*Exercise description*: Would you print the records below without changing anything?

*Supplied entries*:
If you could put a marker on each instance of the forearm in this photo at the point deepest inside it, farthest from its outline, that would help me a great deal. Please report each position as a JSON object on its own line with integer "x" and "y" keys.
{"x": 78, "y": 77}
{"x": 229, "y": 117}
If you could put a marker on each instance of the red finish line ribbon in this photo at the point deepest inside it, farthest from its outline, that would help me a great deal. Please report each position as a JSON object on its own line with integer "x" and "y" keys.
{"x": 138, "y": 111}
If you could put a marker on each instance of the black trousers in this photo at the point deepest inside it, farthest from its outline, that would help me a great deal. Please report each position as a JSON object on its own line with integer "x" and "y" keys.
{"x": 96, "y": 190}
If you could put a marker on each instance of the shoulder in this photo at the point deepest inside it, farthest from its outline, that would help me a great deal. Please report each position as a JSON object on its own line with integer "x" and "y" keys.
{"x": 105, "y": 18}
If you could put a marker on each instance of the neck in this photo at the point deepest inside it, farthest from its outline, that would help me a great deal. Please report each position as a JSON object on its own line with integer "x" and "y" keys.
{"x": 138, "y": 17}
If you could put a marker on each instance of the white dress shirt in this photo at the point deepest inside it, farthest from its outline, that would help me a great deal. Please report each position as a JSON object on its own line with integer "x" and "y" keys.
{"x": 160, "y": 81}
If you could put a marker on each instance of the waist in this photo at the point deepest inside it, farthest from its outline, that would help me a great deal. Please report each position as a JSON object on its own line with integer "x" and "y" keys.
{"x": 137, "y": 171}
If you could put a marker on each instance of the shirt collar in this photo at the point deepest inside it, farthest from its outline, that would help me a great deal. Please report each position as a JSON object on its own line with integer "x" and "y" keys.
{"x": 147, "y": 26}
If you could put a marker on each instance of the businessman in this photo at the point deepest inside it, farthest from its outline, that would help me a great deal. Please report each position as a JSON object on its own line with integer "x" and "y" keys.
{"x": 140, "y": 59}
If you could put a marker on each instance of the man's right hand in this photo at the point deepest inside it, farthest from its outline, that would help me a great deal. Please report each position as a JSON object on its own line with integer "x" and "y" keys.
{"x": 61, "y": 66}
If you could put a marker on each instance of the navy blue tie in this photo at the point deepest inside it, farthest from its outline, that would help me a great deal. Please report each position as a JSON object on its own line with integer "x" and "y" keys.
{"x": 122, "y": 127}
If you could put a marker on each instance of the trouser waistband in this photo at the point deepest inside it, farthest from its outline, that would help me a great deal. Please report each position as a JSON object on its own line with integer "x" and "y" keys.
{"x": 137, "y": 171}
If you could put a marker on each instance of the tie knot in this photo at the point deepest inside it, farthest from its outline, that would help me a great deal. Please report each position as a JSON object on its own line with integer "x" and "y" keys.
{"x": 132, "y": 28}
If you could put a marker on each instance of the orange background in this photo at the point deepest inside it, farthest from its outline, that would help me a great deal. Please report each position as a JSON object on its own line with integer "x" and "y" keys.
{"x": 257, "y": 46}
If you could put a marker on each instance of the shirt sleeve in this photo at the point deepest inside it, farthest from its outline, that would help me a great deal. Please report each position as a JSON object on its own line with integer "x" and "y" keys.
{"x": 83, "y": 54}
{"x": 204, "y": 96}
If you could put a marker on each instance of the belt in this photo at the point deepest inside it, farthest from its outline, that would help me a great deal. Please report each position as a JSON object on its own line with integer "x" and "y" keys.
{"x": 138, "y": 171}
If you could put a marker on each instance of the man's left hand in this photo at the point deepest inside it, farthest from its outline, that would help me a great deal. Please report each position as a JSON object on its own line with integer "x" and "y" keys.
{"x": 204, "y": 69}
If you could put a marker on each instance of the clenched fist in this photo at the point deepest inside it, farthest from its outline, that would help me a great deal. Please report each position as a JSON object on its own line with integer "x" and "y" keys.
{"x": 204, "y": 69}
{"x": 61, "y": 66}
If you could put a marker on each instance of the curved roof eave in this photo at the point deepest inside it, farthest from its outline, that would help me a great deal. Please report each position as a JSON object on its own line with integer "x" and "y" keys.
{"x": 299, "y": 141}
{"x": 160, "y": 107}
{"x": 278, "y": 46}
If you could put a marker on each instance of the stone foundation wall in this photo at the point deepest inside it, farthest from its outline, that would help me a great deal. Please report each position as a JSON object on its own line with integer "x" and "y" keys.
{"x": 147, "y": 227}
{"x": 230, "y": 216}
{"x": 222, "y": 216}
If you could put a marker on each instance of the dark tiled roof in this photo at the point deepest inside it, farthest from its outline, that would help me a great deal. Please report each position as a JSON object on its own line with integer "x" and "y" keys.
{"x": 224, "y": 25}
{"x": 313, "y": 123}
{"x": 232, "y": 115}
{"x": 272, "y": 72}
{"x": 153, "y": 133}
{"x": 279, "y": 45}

*The answer*:
If you could put a marker on each instance of the forearm in this photo at the point deepest inside it, farthest from its outline, that would help me a great deal. Please report each position as a JSON object on its own line with integer "x" and "y" keys.
{"x": 78, "y": 77}
{"x": 229, "y": 117}
If you could put a marker on each instance of the red finish line ribbon in this photo at the point deepest inside it, farthest from its outline, that would help me a great deal. Please report each position as a JSON object on its own line with integer "x" and "y" keys.
{"x": 138, "y": 111}
If you could put a marker on each instance of the black trousers in this photo at the point deepest inside it, farthest from its outline, that would help me a great deal. Please report each position as a JSON object on its own line with integer "x" and "y" keys.
{"x": 96, "y": 190}
If you could put a marker on each instance of the shoulder in this photo at the point deepest inside it, farthest from its outline, that would help me a great deal. Please report each position as a JSON object on its own line with integer "x" and "y" keys.
{"x": 105, "y": 18}
If you could put a marker on each instance of the neck in this photo at the point deepest inside it, farthest from its outline, that would help me a great deal. Please report each position as a JSON object on its own line with integer "x" and "y" keys.
{"x": 138, "y": 17}
If you could put a marker on each instance of the white dress shirt in this photo at the point deepest inside it, farthest from its outline, that would help me a great deal. Please report each position as a JSON object on its own line with integer "x" and "y" keys.
{"x": 160, "y": 81}
If you could put a marker on each instance of the waist in this photo at the point deepest inside it, farthest from its outline, that would help me a great deal. Please report each position as a JSON object on its own line with integer "x" and "y" keys.
{"x": 137, "y": 171}
If you could put a marker on each instance of the shirt collar in this photo at the point deepest inside it, farthest from its outline, that would help me a great deal. Please report each position as a JSON object on its own line with integer "x" and "y" keys.
{"x": 147, "y": 26}
If you could put a marker on each instance of the businessman in this photo at the point deepest inside it, farthest from its outline, that would help me a great deal. Please report each position as a JSON object on its own line with integer "x" and "y" keys.
{"x": 140, "y": 59}
If you could put a marker on each instance of the man's right hand in this photo at the point deepest inside it, farthest from its outline, that would help me a great deal. Please report each position as a JSON object on its own line with integer "x" and "y" keys.
{"x": 61, "y": 66}
If you could put a marker on each instance of the navy blue tie in this photo at the point deepest inside it, farthest from its outline, that would help me a great deal. Please report each position as a JSON object on its own line with integer "x" and "y" keys.
{"x": 122, "y": 127}
If you could put a marker on each instance of the trouser waistband in this photo at the point deepest inside it, farthest from its outline, that would help me a great deal. Please report each position as a JSON object on its own line with integer "x" and "y" keys.
{"x": 137, "y": 171}
If you could put a marker on each instance of the tie knot in this photo at the point deepest inside it, farthest from its outline, that would help me a great deal. Please report each position as a JSON object on its own line with integer "x" and "y" keys.
{"x": 132, "y": 28}
If you could put a marker on each instance of the orange background in this photo at the point deepest inside it, farthest from its outline, that would help me a great deal. Please report each position as a JSON object on its own line with integer "x" and "y" keys.
{"x": 257, "y": 46}
If you could put a marker on each instance of the shirt sleeve in this photo at the point deepest inside it, farthest from its outline, that would help me a great deal. Please report each position as a JSON object on its own line with integer "x" and "y" keys.
{"x": 83, "y": 54}
{"x": 204, "y": 96}
If you could put a marker on each instance of the belt in this photo at the point deepest inside it, farthest from its outline, that would help me a great deal. Please report each position as a JSON object on its own line with integer "x" and "y" keys.
{"x": 138, "y": 171}
If you could put a marker on each instance of the man's left hand in this photo at the point deepest inside it, farthest from its outline, that would help me a great deal. Please report each position as a JSON object on its own line with integer "x" and "y" keys.
{"x": 204, "y": 69}
If you could put a marker on each instance of the clenched fist in this photo at the point deepest inside it, farthest from its outline, that would help me a great deal. Please report each position as a JSON object on its own line with integer "x" and "y" keys.
{"x": 204, "y": 69}
{"x": 61, "y": 66}
If you could put a marker on each instance of the curved roof eave in this photo at the point deepest inside it, farthest from its outline, that would help me a great deal. Please report each position as a JSON object on its own line with integer "x" and "y" keys.
{"x": 299, "y": 141}
{"x": 160, "y": 107}
{"x": 278, "y": 46}
If you could put a marker on each instance of the stone foundation wall in this photo at the point deepest inside it, farthest from its outline, that would help me a great deal. Please report each position as a JSON object on its own line with integer "x" and "y" keys.
{"x": 147, "y": 227}
{"x": 230, "y": 216}
{"x": 222, "y": 216}
If you could put a marker on each instance of the dark tiled roof in this photo at the point deepest inside it, farthest from its outline, that would help me a great deal. Please report each position as a JSON object on its own line with integer "x" and "y" keys.
{"x": 224, "y": 25}
{"x": 313, "y": 123}
{"x": 232, "y": 115}
{"x": 272, "y": 72}
{"x": 153, "y": 133}
{"x": 279, "y": 45}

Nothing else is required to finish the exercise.